* Selected text:
+++++

Pakistan has an ambivalent relationship with Narendra Modi, the Hindu nationalist Prime Minister of India. There was abated enthusiasm when he first came to power in 2014, a hope that his arrival might augur a friendlier relationship. Nawaz Sharif was then the Prime Minister of Pakistan, his initial popularity in the late 1980s and 1990s premised on right-wing Muslim nationalism. Though perhaps Nawaz Sharif’s politics by 2014 had moved towards the centre, with the rise of Modi and BJP there was a reminiscence of 1999, when the BJP Prime Minister Atal Bihari Vajpayee, had visited Pakistan and signed the Lahore Declaration. This had signaled a warming of the relationship between the two countries.

Nawaz Sharif was Prime Minister of Pakistan then as well. There was an expectation of a similar relationship between Nawaz Sharif and Modi, the two right-wing politicians finding common ground in their populist politics.

+++++

* Information supplied:
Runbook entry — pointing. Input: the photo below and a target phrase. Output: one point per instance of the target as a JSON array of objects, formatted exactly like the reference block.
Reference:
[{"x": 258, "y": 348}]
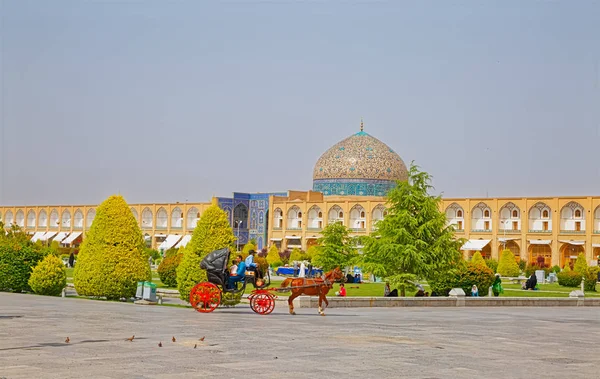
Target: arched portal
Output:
[
  {"x": 512, "y": 246},
  {"x": 540, "y": 254},
  {"x": 569, "y": 253}
]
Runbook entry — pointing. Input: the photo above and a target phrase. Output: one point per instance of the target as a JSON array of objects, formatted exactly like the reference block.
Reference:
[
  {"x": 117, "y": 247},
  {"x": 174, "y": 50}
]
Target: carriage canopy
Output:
[{"x": 216, "y": 260}]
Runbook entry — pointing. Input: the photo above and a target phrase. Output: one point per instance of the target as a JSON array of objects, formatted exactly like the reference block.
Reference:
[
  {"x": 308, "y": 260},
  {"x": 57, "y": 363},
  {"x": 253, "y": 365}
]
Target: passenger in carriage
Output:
[
  {"x": 240, "y": 274},
  {"x": 251, "y": 265}
]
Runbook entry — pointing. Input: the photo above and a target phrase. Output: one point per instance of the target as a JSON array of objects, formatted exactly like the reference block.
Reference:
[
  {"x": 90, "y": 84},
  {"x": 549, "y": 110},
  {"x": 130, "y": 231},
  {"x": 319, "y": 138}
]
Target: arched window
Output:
[
  {"x": 192, "y": 218},
  {"x": 147, "y": 218},
  {"x": 78, "y": 219},
  {"x": 20, "y": 218},
  {"x": 176, "y": 218},
  {"x": 240, "y": 216},
  {"x": 278, "y": 218},
  {"x": 357, "y": 217},
  {"x": 539, "y": 218},
  {"x": 480, "y": 218},
  {"x": 66, "y": 219},
  {"x": 161, "y": 218},
  {"x": 90, "y": 218},
  {"x": 54, "y": 219},
  {"x": 31, "y": 219},
  {"x": 294, "y": 218},
  {"x": 43, "y": 219},
  {"x": 8, "y": 218},
  {"x": 315, "y": 217},
  {"x": 570, "y": 218},
  {"x": 336, "y": 214}
]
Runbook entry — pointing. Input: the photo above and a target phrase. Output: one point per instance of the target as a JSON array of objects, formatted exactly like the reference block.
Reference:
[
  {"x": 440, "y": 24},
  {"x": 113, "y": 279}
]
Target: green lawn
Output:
[{"x": 376, "y": 289}]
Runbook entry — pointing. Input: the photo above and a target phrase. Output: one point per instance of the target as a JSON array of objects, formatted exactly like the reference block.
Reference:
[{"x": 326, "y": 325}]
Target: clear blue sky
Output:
[{"x": 168, "y": 101}]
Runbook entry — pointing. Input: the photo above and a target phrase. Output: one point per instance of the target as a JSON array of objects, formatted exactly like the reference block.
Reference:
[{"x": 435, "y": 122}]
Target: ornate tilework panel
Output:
[
  {"x": 355, "y": 187},
  {"x": 360, "y": 156}
]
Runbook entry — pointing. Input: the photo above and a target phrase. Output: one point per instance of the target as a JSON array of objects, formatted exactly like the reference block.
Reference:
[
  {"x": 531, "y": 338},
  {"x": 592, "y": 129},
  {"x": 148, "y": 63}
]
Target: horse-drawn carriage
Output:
[{"x": 207, "y": 296}]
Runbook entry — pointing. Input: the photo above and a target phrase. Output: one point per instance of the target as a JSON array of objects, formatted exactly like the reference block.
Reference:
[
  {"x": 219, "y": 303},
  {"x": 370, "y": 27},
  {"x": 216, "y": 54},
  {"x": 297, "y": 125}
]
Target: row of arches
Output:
[
  {"x": 541, "y": 254},
  {"x": 315, "y": 217},
  {"x": 43, "y": 219},
  {"x": 148, "y": 221},
  {"x": 77, "y": 220},
  {"x": 572, "y": 217}
]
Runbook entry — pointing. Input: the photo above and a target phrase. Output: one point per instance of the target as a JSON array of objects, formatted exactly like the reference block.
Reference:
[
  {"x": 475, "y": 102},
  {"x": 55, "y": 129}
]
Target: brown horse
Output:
[{"x": 312, "y": 287}]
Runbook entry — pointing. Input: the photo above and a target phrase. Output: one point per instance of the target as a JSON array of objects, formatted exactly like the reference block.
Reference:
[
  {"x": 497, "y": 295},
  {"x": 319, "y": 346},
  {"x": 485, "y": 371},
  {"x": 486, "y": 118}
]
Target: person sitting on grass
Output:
[
  {"x": 342, "y": 291},
  {"x": 531, "y": 282}
]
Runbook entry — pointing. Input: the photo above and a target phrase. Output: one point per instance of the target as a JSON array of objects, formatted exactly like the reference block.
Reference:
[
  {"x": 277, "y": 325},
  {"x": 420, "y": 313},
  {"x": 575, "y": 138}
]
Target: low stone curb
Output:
[{"x": 384, "y": 302}]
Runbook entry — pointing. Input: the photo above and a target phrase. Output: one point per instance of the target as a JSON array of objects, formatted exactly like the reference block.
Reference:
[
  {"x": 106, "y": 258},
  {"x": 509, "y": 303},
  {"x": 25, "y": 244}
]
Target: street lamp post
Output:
[
  {"x": 238, "y": 223},
  {"x": 505, "y": 222}
]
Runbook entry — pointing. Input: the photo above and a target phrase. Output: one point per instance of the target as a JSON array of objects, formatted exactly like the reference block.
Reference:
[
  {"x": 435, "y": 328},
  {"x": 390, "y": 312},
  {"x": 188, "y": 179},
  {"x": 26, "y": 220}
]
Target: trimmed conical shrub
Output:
[
  {"x": 508, "y": 266},
  {"x": 49, "y": 277},
  {"x": 112, "y": 259},
  {"x": 212, "y": 232},
  {"x": 580, "y": 264},
  {"x": 273, "y": 257},
  {"x": 478, "y": 259}
]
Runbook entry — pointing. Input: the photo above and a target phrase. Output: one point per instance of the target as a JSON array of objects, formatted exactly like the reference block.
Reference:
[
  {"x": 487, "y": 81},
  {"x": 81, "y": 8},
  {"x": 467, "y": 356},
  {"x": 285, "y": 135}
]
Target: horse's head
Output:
[{"x": 334, "y": 275}]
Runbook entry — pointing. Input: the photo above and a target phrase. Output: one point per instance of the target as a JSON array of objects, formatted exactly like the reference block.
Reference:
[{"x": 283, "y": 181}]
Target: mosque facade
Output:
[{"x": 350, "y": 182}]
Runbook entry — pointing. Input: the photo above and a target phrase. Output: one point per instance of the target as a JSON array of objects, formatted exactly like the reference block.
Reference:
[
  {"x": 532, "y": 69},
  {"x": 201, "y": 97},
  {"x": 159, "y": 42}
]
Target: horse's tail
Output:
[{"x": 286, "y": 283}]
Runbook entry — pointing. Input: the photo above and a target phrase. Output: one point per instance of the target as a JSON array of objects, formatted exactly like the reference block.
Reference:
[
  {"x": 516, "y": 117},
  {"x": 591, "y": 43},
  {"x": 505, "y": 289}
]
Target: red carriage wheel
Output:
[
  {"x": 262, "y": 303},
  {"x": 205, "y": 297}
]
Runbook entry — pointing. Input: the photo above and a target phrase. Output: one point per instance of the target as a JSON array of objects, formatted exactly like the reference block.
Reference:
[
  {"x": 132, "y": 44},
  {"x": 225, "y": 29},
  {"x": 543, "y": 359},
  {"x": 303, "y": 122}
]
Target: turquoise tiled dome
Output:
[{"x": 358, "y": 165}]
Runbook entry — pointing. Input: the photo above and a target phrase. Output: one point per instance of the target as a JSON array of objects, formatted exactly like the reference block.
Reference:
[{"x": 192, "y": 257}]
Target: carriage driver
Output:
[
  {"x": 240, "y": 274},
  {"x": 251, "y": 265}
]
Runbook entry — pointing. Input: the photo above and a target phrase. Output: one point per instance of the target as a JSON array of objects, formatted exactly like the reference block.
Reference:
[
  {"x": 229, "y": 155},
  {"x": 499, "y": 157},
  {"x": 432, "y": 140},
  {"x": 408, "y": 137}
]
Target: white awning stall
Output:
[
  {"x": 37, "y": 236},
  {"x": 47, "y": 236},
  {"x": 574, "y": 243},
  {"x": 475, "y": 245},
  {"x": 72, "y": 237},
  {"x": 60, "y": 236},
  {"x": 168, "y": 243},
  {"x": 184, "y": 241},
  {"x": 540, "y": 242}
]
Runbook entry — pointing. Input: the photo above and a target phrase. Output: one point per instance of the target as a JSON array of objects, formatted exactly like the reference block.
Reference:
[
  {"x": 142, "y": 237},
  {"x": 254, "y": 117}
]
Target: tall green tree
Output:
[
  {"x": 507, "y": 265},
  {"x": 336, "y": 248},
  {"x": 112, "y": 259},
  {"x": 413, "y": 241},
  {"x": 580, "y": 264},
  {"x": 477, "y": 259},
  {"x": 212, "y": 232}
]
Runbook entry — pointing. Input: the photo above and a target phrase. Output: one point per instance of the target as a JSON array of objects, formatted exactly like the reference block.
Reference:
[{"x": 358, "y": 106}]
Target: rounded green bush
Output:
[
  {"x": 49, "y": 277},
  {"x": 112, "y": 259},
  {"x": 17, "y": 259},
  {"x": 465, "y": 276},
  {"x": 167, "y": 270},
  {"x": 212, "y": 232},
  {"x": 508, "y": 266},
  {"x": 569, "y": 278},
  {"x": 591, "y": 277}
]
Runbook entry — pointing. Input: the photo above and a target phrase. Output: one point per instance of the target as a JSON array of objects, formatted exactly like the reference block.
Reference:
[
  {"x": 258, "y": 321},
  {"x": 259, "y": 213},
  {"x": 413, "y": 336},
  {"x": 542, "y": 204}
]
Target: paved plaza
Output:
[{"x": 353, "y": 343}]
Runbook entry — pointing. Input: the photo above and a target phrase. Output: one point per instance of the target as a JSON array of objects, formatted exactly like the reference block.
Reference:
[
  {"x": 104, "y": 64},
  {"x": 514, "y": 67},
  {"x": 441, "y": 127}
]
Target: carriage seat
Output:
[{"x": 218, "y": 277}]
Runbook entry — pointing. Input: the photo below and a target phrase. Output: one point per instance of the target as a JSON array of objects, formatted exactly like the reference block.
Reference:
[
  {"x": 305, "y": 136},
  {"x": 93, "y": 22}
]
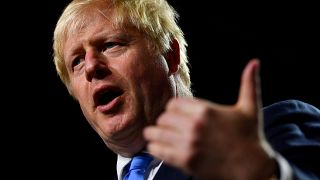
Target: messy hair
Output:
[{"x": 156, "y": 18}]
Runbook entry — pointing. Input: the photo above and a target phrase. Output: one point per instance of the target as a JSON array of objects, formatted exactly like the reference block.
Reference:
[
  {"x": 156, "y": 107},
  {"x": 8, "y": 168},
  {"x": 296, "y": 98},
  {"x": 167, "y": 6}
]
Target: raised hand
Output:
[{"x": 210, "y": 140}]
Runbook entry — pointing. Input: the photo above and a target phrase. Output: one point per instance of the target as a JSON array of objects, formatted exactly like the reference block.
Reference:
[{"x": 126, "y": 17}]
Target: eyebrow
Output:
[{"x": 98, "y": 37}]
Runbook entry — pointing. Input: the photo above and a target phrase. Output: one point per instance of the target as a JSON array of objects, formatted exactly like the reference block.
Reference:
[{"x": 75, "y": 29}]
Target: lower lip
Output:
[{"x": 111, "y": 106}]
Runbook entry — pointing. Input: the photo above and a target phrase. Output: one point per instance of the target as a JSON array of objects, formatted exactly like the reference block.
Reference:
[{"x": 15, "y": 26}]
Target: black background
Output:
[{"x": 45, "y": 133}]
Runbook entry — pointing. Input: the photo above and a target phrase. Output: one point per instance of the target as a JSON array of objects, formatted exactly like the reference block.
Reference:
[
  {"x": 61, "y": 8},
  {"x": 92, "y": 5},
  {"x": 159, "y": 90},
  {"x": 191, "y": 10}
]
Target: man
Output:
[{"x": 125, "y": 62}]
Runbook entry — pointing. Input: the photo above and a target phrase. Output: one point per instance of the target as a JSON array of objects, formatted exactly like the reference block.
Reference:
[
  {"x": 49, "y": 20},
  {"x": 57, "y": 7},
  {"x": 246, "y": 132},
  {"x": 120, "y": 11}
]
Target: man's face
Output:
[{"x": 121, "y": 85}]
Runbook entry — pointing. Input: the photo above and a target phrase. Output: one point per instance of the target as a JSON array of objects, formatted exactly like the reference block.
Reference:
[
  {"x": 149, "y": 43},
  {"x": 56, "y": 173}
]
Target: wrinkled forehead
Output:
[{"x": 87, "y": 16}]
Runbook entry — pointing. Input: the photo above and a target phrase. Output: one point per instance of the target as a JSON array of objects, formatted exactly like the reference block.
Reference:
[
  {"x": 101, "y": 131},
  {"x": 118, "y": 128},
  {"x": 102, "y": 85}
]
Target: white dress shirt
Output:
[{"x": 284, "y": 167}]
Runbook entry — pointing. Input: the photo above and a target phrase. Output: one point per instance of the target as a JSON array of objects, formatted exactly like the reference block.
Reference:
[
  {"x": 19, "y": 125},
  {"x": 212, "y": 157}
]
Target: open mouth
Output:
[{"x": 106, "y": 95}]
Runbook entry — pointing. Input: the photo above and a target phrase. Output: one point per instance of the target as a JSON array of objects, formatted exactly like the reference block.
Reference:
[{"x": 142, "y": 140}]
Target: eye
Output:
[
  {"x": 110, "y": 45},
  {"x": 77, "y": 61}
]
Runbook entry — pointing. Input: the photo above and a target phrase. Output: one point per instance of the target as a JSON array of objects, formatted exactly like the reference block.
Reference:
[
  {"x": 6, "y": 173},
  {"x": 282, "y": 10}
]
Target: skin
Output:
[
  {"x": 97, "y": 57},
  {"x": 215, "y": 141},
  {"x": 202, "y": 138}
]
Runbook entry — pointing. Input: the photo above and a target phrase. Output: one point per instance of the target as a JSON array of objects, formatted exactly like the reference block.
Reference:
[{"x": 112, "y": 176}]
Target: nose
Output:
[{"x": 95, "y": 66}]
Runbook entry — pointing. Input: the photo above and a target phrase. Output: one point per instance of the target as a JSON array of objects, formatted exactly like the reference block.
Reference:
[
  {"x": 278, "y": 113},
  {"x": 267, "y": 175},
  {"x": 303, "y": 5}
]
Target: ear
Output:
[{"x": 173, "y": 57}]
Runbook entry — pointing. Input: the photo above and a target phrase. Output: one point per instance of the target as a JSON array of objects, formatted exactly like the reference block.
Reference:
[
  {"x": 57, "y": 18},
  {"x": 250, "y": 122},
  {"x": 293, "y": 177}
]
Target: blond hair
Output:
[{"x": 156, "y": 18}]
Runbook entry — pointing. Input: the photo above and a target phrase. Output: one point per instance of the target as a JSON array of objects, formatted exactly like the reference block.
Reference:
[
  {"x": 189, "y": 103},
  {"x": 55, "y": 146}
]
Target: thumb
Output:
[{"x": 249, "y": 100}]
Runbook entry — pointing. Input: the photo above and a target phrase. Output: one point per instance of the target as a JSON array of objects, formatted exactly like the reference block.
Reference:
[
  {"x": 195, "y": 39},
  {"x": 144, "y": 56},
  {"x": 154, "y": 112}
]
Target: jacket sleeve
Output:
[{"x": 292, "y": 128}]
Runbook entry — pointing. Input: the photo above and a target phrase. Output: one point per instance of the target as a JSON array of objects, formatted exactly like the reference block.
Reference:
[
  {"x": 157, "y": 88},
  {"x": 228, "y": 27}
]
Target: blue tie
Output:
[{"x": 138, "y": 167}]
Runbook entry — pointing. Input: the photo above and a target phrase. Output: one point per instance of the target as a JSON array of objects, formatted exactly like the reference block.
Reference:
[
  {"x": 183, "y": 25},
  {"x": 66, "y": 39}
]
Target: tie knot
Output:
[{"x": 140, "y": 161}]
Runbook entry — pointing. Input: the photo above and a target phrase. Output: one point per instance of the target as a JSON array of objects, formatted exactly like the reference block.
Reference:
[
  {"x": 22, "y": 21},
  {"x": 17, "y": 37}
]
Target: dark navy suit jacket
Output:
[{"x": 293, "y": 129}]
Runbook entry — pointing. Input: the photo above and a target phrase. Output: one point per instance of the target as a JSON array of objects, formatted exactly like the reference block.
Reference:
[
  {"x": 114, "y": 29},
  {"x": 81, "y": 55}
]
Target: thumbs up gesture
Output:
[{"x": 214, "y": 141}]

+++++

* Job: Rewrite the passage on Pakistan's relationship with Modi from "Pakistan has an" up to and including "the two countries.", changing "ambivalent" to "uneasy".

* Result:
Pakistan has an uneasy relationship with Narendra Modi, the Hindu nationalist Prime Minister of India. There was abated enthusiasm when he first came to power in 2014, a hope that his arrival might augur a friendlier relationship. Nawaz Sharif was then the Prime Minister of Pakistan, his initial popularity in the late 1980s and 1990s premised on right-wing Muslim nationalism. Though perhaps Nawaz Sharif’s politics by 2014 had moved towards the centre, with the rise of Modi and BJP there was a reminiscence of 1999, when the BJP Prime Minister Atal Bihari Vajpayee, had visited Pakistan and signed the Lahore Declaration. This had signaled a warming of the relationship between the two countries.